- [PROBLEM SET]
1. State whether each of the following statements agrees with the Negril transportation thread, answering yes or no and quoting the exact words of the thread that decide it: (a) The first writer considers charters too expensive. (b) The first writer expects the SOE to be lifted at the time of the visit. (c) RyanP reports having once missed a flight because a driver arrived late.
2. From the Negril transportation thread, return the part that opens with the words containing "I do believe" and closes with "good or bad.", copied without any change.
3. Render this sentence from the Negril transportation thread in Spanish: "My recollection is that the road from MoBay to Negril is not too bad."

- [DOCUMENT EXTRACT]
--- Begin ---

I do believe it will be cheaper and more convenient to rent.  If Beach and West End route taxis stuck to their routes instead of wandering into Negril looking for private charters, route taxis would be the way to go, but some of these route guys are driving into town looking to charge a tourist $10 US to go 1 mile down the road, and that had caused problems for me in the past.  Charters are a little too expensive.  Some of those guys want $20 US each way for us to go from Beach to Cliffs, and that's just ridiculous.  Still weighing the options.  The SOE makes me less eager, as well.  I believe it will be lifted when we visit.  Not sure if that is good or bad.

----------


## RyanP

We are getting ready to book flights, and it looks like we will be departing on an earlier flight.  It does make us a little nervous relying on a driver if we have to leave early.  We’ve had drivers show up late.  Never missed a flight, but typically fly out later than we will be this year.

My recollection is that the road from MoBay to Negril is not too bad.  Is my memory serving me right?

--- End ---

- [DATA ENTRIES]
--- Begin ---

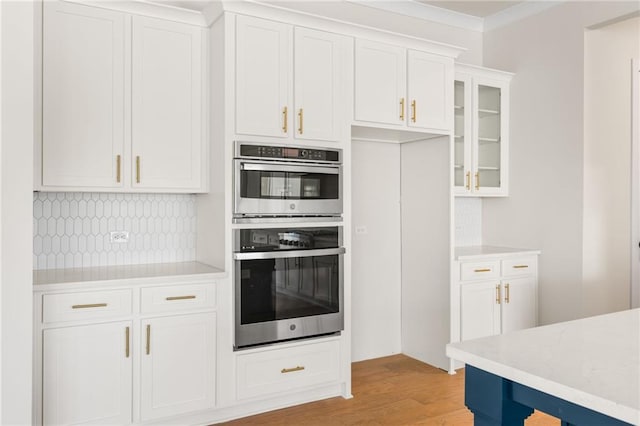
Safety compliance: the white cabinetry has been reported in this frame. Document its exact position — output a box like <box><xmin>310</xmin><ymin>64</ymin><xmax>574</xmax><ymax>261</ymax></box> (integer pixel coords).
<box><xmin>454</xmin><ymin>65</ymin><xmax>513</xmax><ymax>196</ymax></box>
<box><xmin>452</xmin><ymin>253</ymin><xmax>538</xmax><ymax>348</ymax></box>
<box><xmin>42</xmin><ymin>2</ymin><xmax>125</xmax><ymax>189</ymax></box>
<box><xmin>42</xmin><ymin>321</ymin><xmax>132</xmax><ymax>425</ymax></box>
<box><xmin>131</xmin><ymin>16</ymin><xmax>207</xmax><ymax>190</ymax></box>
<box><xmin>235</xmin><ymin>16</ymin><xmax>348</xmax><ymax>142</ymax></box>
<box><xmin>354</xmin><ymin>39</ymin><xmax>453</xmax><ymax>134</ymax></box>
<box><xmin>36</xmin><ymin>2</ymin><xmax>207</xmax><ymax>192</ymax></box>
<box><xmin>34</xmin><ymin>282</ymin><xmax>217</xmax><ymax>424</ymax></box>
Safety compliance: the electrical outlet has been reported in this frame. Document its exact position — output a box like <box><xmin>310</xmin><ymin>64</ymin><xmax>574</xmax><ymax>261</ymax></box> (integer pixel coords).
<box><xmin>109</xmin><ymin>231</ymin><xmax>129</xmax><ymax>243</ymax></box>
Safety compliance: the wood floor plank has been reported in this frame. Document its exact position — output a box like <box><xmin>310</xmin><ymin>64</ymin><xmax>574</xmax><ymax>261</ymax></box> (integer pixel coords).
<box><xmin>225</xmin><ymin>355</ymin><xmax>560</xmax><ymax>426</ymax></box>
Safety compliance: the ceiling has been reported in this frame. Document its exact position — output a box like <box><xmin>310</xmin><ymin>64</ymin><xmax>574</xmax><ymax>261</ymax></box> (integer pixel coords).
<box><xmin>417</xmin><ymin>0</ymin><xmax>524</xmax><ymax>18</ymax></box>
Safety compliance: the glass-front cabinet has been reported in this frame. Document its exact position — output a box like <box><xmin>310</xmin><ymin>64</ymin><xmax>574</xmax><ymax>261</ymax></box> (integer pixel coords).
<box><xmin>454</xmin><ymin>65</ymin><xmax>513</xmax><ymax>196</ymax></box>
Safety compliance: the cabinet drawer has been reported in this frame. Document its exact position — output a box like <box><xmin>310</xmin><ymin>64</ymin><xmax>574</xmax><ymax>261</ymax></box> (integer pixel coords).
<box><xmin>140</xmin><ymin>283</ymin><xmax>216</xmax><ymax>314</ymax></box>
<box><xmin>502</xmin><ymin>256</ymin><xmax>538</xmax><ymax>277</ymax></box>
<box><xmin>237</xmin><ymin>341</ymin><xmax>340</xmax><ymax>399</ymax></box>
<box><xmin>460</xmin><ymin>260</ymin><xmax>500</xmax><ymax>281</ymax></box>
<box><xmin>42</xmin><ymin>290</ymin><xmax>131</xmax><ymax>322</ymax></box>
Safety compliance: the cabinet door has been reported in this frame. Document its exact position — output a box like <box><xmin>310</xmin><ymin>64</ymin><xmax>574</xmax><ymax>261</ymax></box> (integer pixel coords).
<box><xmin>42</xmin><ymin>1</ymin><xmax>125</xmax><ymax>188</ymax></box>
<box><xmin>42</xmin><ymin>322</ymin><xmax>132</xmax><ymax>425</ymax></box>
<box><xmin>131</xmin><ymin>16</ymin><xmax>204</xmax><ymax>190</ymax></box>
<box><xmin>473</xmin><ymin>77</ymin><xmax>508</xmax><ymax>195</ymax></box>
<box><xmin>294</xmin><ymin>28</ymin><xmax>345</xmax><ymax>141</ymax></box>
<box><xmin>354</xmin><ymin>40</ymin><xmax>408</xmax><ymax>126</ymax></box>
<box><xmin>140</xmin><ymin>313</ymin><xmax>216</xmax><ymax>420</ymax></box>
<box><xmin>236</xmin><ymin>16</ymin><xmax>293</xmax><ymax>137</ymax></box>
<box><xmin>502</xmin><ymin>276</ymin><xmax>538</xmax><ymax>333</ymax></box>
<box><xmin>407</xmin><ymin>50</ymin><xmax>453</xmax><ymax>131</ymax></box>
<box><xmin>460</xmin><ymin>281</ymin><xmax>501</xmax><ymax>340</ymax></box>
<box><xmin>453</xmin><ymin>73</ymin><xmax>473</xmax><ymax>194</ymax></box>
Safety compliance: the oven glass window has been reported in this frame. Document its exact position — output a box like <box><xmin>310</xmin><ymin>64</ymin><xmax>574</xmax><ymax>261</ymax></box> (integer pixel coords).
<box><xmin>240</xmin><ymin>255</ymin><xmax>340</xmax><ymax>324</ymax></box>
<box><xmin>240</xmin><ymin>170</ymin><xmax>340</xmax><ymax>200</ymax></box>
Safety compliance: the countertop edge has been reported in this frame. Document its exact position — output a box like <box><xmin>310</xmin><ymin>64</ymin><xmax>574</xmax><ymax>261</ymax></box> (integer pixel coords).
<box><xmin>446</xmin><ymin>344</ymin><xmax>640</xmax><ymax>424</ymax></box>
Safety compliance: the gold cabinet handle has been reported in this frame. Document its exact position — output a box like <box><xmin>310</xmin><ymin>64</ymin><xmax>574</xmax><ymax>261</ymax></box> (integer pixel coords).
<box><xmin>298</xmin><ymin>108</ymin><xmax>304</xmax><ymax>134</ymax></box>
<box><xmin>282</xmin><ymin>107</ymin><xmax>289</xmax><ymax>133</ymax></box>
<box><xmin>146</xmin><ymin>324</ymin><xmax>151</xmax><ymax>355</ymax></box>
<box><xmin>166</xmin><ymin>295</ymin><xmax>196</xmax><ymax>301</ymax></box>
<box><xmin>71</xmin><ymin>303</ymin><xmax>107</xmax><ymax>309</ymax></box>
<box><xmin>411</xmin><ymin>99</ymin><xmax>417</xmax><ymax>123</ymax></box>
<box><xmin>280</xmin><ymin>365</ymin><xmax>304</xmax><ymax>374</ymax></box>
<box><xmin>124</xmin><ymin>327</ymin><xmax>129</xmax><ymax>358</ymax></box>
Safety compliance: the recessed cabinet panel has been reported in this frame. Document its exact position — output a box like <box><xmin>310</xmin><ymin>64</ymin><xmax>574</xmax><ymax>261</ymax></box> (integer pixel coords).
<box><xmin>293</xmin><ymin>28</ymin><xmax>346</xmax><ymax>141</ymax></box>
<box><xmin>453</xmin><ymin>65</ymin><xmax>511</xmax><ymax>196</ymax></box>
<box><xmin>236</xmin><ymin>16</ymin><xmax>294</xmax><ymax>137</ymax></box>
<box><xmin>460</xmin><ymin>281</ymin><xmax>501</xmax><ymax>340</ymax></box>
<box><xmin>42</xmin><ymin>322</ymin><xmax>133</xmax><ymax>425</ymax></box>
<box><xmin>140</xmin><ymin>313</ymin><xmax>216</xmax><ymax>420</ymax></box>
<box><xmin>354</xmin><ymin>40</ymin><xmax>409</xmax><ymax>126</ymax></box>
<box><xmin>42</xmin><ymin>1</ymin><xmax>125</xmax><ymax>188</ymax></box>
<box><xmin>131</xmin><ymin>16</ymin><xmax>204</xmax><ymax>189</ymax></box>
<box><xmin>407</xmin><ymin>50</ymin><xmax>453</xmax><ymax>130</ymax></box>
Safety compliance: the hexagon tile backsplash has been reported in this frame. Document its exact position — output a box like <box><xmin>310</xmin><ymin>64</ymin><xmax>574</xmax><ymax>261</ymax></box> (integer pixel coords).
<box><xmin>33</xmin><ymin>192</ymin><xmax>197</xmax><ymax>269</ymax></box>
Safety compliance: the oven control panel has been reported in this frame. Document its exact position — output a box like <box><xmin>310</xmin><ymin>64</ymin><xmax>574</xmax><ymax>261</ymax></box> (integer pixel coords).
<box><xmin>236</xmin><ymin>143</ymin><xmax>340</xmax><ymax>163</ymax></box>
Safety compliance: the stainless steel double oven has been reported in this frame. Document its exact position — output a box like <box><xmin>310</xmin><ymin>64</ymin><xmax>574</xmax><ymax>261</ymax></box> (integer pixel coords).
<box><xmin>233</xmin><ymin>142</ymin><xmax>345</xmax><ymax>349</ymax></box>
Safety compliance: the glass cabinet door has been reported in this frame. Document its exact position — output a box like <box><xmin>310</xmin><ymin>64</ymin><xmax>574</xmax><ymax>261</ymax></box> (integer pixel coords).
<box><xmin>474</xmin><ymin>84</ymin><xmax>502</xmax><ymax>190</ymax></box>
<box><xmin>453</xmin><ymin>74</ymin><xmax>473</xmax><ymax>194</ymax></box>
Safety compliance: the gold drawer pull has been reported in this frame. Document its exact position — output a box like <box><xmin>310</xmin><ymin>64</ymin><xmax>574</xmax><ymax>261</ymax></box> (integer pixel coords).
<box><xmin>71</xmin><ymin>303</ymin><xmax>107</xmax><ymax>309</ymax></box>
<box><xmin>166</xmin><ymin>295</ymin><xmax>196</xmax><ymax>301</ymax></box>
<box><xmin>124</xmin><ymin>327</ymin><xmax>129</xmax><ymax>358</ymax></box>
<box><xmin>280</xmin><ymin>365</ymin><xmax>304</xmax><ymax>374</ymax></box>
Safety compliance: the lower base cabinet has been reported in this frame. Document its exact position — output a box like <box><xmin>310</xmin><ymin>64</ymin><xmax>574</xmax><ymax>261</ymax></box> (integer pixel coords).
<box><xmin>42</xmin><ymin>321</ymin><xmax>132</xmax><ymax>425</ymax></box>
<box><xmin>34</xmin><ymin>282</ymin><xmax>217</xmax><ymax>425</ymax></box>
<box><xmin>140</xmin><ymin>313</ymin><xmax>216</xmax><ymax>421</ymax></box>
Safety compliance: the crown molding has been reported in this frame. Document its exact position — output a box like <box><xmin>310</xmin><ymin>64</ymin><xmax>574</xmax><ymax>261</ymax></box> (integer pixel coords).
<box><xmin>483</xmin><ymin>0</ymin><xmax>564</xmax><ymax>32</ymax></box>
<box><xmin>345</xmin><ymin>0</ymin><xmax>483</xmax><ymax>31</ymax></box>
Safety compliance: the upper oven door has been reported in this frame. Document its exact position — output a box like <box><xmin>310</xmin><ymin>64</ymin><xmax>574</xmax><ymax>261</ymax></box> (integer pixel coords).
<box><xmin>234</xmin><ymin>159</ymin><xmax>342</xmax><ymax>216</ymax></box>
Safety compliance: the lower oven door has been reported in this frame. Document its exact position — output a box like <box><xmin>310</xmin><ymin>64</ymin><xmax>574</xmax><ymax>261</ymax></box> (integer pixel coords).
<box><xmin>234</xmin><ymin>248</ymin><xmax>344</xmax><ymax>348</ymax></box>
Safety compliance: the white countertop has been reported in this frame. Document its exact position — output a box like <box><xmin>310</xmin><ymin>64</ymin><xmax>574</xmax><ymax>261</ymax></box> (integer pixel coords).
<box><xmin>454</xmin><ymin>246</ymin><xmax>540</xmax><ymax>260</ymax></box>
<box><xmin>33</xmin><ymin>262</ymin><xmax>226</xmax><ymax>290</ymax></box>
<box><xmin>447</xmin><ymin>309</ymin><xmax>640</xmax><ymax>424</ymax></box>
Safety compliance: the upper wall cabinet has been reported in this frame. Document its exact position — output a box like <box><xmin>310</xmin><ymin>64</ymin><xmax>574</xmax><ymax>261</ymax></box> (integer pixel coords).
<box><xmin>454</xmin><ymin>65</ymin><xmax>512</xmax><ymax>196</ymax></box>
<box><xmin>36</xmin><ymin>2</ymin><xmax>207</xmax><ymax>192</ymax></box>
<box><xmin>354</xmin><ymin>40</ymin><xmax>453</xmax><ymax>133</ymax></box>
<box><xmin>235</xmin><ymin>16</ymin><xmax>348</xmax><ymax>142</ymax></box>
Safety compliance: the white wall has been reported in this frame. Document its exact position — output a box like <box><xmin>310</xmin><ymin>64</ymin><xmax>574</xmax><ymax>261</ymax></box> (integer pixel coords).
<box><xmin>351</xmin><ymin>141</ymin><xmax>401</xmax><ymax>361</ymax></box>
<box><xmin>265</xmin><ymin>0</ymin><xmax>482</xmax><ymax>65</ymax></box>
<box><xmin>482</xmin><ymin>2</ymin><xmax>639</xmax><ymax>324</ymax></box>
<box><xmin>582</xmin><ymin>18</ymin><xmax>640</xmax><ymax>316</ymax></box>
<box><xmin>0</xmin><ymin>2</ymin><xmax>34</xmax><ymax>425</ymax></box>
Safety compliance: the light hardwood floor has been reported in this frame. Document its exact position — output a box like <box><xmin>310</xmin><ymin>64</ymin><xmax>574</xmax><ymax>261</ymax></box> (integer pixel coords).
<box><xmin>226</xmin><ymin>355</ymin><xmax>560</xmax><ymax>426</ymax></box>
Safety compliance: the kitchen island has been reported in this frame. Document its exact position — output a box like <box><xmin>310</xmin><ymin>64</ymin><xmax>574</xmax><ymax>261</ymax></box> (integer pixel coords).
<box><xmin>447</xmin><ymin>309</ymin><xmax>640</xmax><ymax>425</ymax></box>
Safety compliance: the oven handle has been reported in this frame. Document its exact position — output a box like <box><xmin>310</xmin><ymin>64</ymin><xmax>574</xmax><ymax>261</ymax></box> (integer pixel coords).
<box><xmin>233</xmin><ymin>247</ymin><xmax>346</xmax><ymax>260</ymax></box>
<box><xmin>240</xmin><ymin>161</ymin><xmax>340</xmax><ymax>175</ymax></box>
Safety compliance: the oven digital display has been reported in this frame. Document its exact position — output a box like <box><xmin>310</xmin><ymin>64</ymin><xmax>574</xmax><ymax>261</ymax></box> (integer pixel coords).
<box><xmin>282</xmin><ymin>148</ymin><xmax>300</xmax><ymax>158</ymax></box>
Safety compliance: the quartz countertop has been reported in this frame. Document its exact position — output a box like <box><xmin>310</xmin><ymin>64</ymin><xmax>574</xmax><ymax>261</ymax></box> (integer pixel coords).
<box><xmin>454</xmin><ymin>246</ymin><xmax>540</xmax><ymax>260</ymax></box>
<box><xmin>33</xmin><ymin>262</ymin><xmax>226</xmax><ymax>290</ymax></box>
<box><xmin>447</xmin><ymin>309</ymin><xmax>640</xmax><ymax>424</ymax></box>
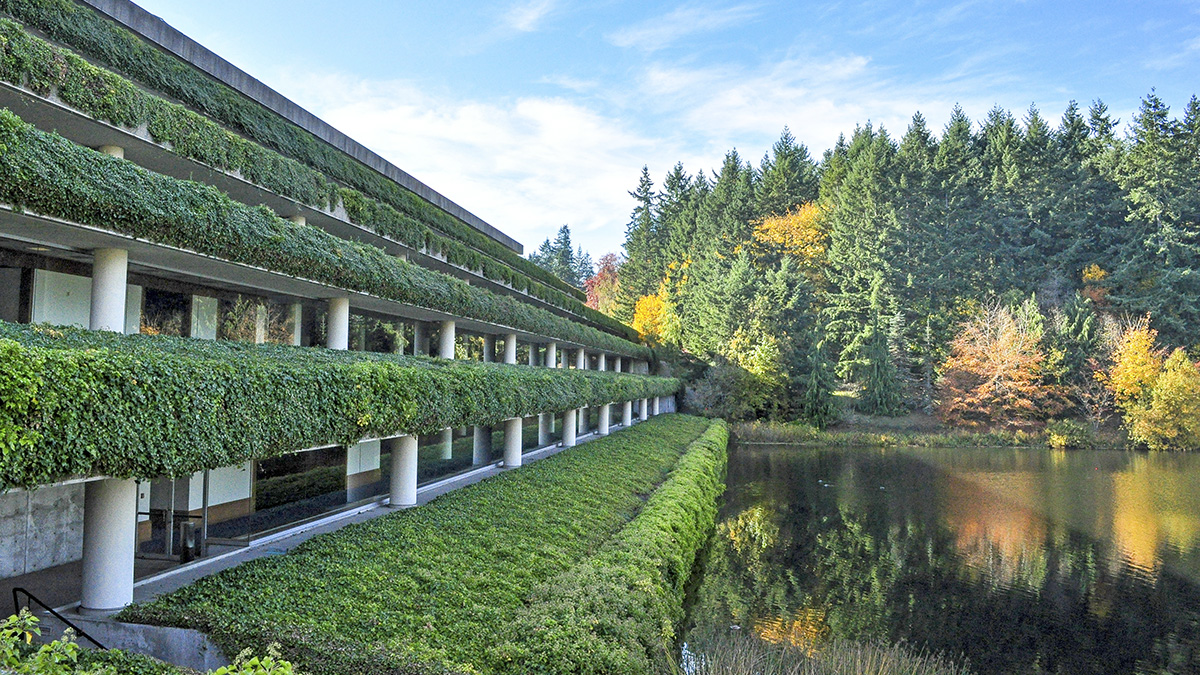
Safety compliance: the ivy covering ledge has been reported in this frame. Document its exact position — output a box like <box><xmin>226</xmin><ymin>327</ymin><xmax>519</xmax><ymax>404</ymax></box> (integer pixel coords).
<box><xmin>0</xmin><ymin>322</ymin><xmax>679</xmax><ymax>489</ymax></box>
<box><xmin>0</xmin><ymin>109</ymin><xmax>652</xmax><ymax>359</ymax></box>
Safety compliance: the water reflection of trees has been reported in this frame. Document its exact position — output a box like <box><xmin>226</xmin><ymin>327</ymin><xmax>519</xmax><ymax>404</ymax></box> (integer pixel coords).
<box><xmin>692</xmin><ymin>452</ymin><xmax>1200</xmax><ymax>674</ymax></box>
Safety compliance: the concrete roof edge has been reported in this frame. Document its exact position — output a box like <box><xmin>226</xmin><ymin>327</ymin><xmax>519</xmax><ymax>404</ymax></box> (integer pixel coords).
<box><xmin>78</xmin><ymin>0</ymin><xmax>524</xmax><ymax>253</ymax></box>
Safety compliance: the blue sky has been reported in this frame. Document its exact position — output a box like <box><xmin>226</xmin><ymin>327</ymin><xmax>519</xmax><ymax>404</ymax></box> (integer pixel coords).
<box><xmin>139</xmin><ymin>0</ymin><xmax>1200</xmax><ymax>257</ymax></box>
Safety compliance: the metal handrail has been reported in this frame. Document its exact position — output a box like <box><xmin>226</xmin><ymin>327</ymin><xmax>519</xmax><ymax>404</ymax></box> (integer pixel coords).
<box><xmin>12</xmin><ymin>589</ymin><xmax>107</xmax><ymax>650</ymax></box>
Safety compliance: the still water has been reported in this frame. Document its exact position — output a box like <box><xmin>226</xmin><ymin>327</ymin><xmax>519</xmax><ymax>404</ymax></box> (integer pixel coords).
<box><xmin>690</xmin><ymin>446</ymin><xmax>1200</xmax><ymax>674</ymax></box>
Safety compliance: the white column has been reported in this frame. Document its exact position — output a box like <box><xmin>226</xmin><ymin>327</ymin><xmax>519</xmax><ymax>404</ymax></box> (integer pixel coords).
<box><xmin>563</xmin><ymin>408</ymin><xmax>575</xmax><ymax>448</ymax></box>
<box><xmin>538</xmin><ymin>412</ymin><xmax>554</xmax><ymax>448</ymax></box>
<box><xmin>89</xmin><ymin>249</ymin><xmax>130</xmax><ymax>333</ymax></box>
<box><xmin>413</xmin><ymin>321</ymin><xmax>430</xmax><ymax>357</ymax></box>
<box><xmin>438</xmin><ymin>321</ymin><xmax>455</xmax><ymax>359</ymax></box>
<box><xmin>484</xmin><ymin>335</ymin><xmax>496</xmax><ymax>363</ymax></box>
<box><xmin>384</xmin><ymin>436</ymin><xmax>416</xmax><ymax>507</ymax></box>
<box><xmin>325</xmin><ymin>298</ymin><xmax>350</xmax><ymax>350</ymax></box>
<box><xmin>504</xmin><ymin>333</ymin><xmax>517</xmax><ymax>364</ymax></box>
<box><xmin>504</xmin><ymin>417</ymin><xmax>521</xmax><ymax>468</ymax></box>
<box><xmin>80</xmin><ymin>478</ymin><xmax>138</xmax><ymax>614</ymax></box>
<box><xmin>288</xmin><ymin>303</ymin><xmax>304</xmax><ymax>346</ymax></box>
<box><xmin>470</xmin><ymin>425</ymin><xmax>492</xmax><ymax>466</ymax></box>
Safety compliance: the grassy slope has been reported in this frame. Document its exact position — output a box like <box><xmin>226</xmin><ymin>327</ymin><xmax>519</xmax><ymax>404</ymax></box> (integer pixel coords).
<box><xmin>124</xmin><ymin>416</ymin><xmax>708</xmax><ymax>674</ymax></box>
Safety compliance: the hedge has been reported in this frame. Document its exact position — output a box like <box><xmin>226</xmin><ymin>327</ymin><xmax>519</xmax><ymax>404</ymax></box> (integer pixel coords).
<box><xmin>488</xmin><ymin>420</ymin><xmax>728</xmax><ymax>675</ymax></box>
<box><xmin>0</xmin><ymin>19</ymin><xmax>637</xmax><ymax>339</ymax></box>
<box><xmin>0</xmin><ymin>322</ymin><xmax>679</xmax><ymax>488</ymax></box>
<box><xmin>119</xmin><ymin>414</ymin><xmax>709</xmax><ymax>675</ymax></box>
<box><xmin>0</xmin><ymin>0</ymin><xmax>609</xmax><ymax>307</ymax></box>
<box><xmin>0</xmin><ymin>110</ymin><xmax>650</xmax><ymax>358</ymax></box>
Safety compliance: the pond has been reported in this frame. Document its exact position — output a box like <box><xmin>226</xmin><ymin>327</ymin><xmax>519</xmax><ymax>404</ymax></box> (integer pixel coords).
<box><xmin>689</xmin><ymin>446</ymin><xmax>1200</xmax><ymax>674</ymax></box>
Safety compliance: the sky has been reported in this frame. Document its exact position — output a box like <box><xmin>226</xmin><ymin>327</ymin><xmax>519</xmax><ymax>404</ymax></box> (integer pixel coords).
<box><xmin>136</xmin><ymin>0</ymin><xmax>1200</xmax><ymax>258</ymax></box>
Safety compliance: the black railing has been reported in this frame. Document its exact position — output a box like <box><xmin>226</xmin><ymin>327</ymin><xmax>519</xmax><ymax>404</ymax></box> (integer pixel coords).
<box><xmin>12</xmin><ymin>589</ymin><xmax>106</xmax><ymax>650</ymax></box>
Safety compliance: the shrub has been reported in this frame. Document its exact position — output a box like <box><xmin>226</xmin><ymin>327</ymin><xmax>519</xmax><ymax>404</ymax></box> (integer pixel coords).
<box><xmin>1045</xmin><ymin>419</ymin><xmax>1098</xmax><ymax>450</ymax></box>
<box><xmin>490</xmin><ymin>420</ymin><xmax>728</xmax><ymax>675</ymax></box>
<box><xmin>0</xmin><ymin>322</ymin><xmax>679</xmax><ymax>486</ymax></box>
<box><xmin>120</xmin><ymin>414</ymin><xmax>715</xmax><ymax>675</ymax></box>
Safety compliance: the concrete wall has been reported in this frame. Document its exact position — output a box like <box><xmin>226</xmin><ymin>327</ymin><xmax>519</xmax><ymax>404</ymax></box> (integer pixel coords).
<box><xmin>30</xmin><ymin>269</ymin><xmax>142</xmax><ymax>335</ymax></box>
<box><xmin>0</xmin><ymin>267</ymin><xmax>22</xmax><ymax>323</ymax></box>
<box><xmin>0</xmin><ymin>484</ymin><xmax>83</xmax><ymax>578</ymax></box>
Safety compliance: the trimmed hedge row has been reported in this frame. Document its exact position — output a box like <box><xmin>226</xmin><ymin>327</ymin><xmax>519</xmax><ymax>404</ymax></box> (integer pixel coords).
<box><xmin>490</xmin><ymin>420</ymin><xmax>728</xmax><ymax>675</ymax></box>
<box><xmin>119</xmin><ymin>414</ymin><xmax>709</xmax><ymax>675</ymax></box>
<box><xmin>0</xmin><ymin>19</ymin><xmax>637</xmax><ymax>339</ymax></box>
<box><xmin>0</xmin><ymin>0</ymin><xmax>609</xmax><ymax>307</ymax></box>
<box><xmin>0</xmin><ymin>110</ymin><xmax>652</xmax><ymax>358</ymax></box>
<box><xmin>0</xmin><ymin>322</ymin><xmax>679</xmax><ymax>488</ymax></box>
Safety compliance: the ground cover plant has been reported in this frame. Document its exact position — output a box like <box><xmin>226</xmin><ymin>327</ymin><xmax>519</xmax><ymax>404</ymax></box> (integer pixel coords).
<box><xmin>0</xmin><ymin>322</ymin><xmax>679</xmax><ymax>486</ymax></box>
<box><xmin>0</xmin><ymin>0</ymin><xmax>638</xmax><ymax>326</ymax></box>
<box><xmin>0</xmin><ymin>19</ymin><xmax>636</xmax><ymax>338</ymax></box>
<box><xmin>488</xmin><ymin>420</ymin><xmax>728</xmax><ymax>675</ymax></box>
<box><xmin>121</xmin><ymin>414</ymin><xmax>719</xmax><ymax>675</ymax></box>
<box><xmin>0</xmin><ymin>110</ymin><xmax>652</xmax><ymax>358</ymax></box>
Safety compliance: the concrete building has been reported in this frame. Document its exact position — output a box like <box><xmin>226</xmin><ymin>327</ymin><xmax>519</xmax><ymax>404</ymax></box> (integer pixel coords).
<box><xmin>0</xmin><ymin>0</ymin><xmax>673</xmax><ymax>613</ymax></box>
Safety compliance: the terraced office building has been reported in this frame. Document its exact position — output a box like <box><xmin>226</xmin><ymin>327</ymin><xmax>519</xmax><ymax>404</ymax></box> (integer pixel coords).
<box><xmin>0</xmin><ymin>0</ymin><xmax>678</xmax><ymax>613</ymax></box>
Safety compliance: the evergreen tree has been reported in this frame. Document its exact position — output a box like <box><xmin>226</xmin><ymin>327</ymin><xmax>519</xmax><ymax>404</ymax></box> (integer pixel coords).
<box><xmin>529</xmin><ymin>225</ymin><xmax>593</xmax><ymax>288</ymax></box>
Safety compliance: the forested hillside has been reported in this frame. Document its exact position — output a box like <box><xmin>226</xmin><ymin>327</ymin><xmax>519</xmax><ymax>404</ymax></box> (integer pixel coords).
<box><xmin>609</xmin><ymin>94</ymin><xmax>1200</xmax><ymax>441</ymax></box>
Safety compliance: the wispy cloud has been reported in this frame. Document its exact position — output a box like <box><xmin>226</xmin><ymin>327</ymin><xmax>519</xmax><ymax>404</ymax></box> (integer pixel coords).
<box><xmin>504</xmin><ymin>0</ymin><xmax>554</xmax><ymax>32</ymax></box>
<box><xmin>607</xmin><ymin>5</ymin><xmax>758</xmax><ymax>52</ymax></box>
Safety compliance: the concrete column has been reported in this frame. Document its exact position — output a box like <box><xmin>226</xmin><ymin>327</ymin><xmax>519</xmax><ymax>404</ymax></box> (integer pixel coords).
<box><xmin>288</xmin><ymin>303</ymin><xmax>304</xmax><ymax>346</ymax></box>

--- End ---

- [EXERCISE RESPONSES]
1.
(a) Yes: "Charters are a little too expensive."
(b) Yes: "I believe it will be lifted when we visit."
(c) No: "Never missed a flight"

2.
I do believe it will be cheaper and more convenient to rent.  If Beach and West End route taxis stuck to their routes instead of wandering into Negril looking for private charters, route taxis would be the way to go, but some of these route guys are driving into town looking to charge a tourist $10 US to go 1 mile down the road, and that had caused problems for me in the past.  Charters are a little too expensive.  Some of those guys want $20 US each way for us to go from Beach to Cliffs, and that's just ridiculous.  Still weighing the options.  The SOE makes me less eager, as well.  I believe it will be lifted when we visit.  Not sure if that is good or bad.

3. Según recuerdo, la carretera de MoBay a Negril no está tan mal.